Authors (occasional update 1)
Alan Poole's first note to authors.
FROM: ALAN POOLE, EDITOR - BNA ONLINE (afp7@cornell.edu)
TO: BNA AUTHORS, EDITORS, REVIEWERS
4 April 05
-- OCCASIONAL UPDATE #1 --
Welcome BNA authors! These pages will provide occasional updates on the status and evolution of the Birds of North America project. As many of you know, BNA lives!
BNA print was completed in DEC 2002; 716 species accounts, 743 species, 18 volumes, 18,000 pages. BNA Inc., the partnership that published BNA print, was subsequently dissolved and BNA’s Philadelphia offices closed. Final orders were fulfilled (2200 subscribers in all), and Buteo Books bought the limited remaining inventory, which they now have for sale.
However BNA continues – Online. Alive and well, BNA has been reborn and renamed as BNA Online, and is now based at the Cornell Lab of Ornithology (CLO). CLO was a major partner in the development of BNA print, and acquired the rights to BNA in late 2002, with an eye toward online publication. CLO hired me to continue on as BNA editor, and I came on board in April 2003. By August 2004, thanks to Herculean efforts by CLO’s IT team, BNA was converted to XML and launched online. If you have found this page you have no doubt seen the online BNA accounts, but we invite you to browse them in depth, especially your own. And we appreciate your feedback on what’s there. If you are an author and need a password, pleased contact me at: afp7@cornell.edu. The original author password has now expired, but many BNA authors are accessing the database through subscribing institutions.

Stored data
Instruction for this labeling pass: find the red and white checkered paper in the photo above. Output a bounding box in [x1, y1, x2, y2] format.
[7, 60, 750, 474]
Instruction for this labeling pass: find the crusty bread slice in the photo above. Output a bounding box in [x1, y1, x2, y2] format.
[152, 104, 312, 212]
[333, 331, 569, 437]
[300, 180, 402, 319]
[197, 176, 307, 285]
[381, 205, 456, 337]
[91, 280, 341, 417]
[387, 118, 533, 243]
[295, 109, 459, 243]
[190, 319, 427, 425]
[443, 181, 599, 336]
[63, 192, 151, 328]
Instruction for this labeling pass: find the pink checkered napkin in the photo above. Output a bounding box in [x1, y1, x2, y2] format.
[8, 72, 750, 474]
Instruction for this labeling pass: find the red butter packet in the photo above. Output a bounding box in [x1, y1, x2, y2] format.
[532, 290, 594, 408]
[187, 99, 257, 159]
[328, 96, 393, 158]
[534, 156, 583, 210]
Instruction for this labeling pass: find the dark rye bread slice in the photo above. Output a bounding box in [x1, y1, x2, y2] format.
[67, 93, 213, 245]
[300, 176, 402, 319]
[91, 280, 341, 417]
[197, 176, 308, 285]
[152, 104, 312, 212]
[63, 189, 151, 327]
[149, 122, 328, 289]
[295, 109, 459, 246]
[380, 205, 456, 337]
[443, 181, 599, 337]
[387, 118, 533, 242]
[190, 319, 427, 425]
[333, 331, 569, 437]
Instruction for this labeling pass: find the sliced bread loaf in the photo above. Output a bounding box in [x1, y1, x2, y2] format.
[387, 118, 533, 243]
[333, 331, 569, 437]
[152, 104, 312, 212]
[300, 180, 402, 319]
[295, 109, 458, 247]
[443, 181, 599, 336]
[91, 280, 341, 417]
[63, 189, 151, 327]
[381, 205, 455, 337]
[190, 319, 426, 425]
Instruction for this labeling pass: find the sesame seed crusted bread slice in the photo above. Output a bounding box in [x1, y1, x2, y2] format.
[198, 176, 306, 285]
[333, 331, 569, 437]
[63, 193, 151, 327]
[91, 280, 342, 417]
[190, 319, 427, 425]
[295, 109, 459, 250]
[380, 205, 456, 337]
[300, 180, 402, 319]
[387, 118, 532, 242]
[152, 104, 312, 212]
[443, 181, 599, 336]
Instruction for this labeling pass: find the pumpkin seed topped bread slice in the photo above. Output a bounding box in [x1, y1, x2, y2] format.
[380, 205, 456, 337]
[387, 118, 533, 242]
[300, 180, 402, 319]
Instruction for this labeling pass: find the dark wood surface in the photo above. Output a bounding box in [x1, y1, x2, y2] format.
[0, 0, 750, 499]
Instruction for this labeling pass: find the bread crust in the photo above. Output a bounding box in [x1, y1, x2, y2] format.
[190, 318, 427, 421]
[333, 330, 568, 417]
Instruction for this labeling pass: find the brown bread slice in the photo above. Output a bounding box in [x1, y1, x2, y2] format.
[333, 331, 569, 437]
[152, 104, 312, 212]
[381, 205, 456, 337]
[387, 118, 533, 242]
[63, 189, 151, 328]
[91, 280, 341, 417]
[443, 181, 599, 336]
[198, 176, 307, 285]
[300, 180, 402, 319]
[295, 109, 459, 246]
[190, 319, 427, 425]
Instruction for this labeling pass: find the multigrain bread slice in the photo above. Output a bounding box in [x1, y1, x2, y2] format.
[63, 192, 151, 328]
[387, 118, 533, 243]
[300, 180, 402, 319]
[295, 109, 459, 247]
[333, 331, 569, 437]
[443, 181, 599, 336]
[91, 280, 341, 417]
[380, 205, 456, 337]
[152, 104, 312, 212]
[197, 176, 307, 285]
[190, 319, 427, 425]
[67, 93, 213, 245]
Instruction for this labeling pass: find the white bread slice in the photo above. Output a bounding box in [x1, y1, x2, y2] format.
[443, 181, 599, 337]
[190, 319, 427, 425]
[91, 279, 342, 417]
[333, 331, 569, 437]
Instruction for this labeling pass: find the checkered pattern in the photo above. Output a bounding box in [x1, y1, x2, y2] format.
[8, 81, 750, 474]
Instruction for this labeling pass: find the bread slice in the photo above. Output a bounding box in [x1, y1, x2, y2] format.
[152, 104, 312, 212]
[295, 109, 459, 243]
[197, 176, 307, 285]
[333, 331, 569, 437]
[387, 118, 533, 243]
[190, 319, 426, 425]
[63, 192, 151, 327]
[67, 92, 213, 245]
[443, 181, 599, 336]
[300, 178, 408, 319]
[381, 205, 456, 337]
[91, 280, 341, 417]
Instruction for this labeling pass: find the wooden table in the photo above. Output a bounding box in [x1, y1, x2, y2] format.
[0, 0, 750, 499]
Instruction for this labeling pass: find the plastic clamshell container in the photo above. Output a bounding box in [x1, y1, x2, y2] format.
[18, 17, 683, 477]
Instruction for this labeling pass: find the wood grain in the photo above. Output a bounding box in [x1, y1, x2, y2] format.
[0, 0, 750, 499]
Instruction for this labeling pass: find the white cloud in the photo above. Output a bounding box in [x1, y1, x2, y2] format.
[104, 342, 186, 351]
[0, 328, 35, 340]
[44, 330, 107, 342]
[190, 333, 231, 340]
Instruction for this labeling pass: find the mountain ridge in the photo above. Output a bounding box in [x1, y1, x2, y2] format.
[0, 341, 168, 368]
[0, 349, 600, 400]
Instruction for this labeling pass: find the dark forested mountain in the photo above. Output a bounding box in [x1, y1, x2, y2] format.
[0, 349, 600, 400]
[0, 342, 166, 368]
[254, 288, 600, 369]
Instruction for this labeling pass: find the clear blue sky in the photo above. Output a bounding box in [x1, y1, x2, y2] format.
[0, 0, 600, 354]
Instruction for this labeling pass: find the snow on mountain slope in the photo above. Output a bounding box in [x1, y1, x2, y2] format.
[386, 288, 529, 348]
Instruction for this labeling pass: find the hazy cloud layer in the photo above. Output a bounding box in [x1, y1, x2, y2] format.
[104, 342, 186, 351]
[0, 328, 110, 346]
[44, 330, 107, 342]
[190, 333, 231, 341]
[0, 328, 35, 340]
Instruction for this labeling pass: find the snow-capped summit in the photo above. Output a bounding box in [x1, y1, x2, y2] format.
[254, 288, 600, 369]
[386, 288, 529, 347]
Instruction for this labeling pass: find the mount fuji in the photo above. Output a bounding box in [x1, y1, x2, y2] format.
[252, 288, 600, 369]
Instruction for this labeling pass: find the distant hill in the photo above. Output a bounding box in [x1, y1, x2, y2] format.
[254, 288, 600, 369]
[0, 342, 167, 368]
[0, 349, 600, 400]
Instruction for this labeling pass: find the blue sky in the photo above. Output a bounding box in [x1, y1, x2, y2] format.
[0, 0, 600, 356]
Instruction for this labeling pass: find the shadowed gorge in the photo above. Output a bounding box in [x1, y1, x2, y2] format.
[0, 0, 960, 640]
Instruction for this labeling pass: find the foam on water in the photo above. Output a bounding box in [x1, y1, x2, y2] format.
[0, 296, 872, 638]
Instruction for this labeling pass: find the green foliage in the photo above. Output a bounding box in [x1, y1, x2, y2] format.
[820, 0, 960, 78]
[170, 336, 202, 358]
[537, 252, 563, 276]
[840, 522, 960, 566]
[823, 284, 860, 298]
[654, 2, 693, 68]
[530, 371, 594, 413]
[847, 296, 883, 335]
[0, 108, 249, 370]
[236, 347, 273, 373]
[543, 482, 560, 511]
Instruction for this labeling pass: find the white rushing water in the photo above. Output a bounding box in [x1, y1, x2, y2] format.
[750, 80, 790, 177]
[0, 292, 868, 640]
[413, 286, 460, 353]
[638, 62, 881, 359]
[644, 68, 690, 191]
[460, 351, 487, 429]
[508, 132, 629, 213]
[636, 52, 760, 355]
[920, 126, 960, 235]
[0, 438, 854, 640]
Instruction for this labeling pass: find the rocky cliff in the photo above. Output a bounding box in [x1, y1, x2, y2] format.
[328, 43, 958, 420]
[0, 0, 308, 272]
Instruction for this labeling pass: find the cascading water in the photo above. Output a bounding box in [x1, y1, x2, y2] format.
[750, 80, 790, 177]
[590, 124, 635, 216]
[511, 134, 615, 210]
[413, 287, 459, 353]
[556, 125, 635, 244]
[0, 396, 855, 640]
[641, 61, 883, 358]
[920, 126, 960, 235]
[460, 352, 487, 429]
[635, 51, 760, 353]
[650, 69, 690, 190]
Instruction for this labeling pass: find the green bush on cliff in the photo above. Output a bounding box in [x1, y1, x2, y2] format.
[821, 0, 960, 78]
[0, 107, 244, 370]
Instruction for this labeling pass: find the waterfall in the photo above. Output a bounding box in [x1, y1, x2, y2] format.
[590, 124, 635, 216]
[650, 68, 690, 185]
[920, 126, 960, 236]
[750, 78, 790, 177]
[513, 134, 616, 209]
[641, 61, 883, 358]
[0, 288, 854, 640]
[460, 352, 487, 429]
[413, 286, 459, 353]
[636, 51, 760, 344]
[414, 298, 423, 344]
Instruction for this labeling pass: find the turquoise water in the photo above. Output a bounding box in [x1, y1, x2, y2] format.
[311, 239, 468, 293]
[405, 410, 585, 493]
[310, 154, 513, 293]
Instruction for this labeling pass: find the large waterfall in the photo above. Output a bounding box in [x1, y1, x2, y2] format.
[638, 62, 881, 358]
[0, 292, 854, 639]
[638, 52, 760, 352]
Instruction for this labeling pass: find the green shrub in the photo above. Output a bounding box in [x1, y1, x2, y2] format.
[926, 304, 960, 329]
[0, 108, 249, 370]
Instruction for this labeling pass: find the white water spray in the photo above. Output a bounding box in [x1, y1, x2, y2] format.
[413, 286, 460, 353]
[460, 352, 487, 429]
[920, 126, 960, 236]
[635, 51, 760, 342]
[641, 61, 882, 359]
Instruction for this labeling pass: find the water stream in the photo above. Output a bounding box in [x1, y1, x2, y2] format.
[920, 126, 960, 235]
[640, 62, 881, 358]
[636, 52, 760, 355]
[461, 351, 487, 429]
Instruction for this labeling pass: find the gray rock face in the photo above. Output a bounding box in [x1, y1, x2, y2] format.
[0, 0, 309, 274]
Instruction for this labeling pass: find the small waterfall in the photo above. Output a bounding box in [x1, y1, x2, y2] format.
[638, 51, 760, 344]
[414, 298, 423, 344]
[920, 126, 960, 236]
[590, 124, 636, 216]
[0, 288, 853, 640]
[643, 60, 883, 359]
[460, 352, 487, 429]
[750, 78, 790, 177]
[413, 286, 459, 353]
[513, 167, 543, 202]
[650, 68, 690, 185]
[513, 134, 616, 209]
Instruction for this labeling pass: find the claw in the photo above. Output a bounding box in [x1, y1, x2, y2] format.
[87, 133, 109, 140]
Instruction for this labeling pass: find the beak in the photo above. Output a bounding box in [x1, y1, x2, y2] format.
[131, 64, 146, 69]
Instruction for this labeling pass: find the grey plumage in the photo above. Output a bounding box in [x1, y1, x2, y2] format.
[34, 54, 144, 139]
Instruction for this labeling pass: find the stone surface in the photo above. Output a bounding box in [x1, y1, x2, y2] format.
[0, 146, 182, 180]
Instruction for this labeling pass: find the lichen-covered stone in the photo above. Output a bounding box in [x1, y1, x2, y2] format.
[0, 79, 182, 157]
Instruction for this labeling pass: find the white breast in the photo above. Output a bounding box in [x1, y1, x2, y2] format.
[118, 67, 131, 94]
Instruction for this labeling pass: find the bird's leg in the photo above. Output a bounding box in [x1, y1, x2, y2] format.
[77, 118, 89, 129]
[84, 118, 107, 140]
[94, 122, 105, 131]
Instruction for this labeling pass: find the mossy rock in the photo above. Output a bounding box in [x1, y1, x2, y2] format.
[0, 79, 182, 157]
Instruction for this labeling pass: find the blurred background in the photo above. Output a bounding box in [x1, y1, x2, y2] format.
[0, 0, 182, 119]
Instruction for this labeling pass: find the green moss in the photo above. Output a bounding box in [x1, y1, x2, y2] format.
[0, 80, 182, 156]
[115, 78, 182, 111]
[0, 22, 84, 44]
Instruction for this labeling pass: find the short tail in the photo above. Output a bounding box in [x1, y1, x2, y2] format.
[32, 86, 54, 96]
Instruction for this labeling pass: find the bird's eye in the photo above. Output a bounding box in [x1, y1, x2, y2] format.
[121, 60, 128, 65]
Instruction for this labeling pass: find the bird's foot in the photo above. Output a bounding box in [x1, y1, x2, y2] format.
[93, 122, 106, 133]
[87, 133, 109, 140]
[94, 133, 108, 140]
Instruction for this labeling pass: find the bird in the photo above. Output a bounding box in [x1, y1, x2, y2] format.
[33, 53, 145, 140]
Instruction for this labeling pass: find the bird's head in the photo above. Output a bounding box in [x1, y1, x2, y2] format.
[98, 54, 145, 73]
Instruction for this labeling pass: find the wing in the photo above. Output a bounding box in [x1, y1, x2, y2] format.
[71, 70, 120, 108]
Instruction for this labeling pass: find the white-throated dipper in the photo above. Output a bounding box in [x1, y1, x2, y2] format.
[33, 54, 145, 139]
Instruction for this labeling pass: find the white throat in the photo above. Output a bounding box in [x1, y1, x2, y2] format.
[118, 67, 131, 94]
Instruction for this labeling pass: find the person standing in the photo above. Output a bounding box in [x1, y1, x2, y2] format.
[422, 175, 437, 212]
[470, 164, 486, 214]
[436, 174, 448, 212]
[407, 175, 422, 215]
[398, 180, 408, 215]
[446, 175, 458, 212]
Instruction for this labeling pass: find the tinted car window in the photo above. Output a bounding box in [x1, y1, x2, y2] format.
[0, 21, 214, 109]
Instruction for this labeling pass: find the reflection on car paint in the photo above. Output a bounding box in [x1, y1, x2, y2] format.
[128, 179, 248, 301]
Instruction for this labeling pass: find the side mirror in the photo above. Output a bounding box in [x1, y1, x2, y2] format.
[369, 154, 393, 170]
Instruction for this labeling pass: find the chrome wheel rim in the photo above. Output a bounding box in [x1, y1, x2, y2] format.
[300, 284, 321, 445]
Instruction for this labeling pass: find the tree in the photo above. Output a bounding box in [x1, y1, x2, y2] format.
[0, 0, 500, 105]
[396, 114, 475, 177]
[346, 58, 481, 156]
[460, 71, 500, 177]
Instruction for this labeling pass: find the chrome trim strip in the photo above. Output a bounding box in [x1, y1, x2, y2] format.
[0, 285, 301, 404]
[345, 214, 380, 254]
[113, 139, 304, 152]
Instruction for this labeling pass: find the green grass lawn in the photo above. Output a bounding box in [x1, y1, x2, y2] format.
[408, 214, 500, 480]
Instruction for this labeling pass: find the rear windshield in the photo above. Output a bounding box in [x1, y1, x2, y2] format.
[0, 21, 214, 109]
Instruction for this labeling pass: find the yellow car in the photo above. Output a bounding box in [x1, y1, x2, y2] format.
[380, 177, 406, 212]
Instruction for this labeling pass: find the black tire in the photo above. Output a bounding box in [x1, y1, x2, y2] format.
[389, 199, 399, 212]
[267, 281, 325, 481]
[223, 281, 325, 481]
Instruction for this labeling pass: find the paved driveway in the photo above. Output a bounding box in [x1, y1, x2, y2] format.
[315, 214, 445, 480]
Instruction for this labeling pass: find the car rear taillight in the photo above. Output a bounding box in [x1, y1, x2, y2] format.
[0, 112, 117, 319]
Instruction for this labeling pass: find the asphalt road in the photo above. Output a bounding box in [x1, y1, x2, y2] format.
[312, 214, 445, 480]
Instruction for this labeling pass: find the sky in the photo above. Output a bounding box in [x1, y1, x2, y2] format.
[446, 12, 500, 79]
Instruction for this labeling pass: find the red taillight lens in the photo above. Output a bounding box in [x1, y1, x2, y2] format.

▸ EXERCISE TASKS:
• 1. Reproduce the portion of the Birds of North America Online update that starts with the words containing "Authors (occasional update" and ends with "have for sale.".
• 2. Carry the Birds of North America Online update forward from its final sentence.

▸ ANSWERS IN ORDER:
• 1.
Authors (occasional update 1)
Alan Poole's first note to authors.
FROM: ALAN POOLE, EDITOR - BNA ONLINE (afp7@cornell.edu)
TO: BNA AUTHORS, EDITORS, REVIEWERS
4 April 05
-- OCCASIONAL UPDATE #1 --
Welcome BNA authors! These pages will provide occasional updates on the status and evolution of the Birds of North America project. As many of you know, BNA lives!
BNA print was completed in DEC 2002; 716 species accounts, 743 species, 18 volumes, 18,000 pages. BNA Inc., the partnership that published BNA print, was subsequently dissolved and BNA’s Philadelphia offices closed. Final orders were fulfilled (2200 subscribers in all), and Buteo Books bought the limited remaining inventory, which they now have for sale.

• 2.
BNA Online is a subscription-based service, with modest cost to individuals and tiered pricing for academic institutions, based on size. The advantages of BNA Online are immediately obvious: access 24/7, and by multiple users at schools, colleges and other institutions; searchability by species and topic (we are working to improve the search capabilities); the addition of rich media in the form of sound and video (much of this from CLO’s Macaulay Library of Natural Sounds); a gallery of digital images for each account (building slowly, but with great potential to illustrate plumages and various aspects of life history); and – perhaps most important – the ability to update accounts continually, turning BNA into a living resource.
Authors will play a central role in this updating. Already, a number of authors have provided revisions to their species accounts (see Recent Revisions at http://bna.birds.cornell.edu/BNA/) -- with a focus on accounts from early volumes of BNA, those most out of date. As you’ll see, we have revised just a handful of accounts so far, with another 10-15 planned. We are being initially conservative on this because revising documents online is time-consuming and awkward. We plan to remedy this. With funding from the National Science Foundation (NSDL – National Science Digital Library;), we will create the architecture for efficient online editing, and bring together communities around species – a Science Knowledge and Education Network (SKEN). Details are available at http://sken.ornith.cornell.edu/Plone. BNA will become a model for efficient updating of online scholarly resources; we are pioneering new ground here as the scholarly venue shifts from print to digital.
We should be ready to begin serious revision of BNA Online by late 2005. Check here for updates. We’ll continue to give priority to revising early accounts, and accounts with species that have received extensive work in the last decade -- those with the most new material. In the meantime, authors can:
1) Let us know if they are interested in helping to revise BNA Online accounts, and which ones.
2) Send photos to help fill in image galleries, with a focus on life history aspects – nests, eggs and young, key behaviors, food items, details of plumage; photos should be jpegs and at least 600 pixels in width or height; please email me a few examples before proceeding too far.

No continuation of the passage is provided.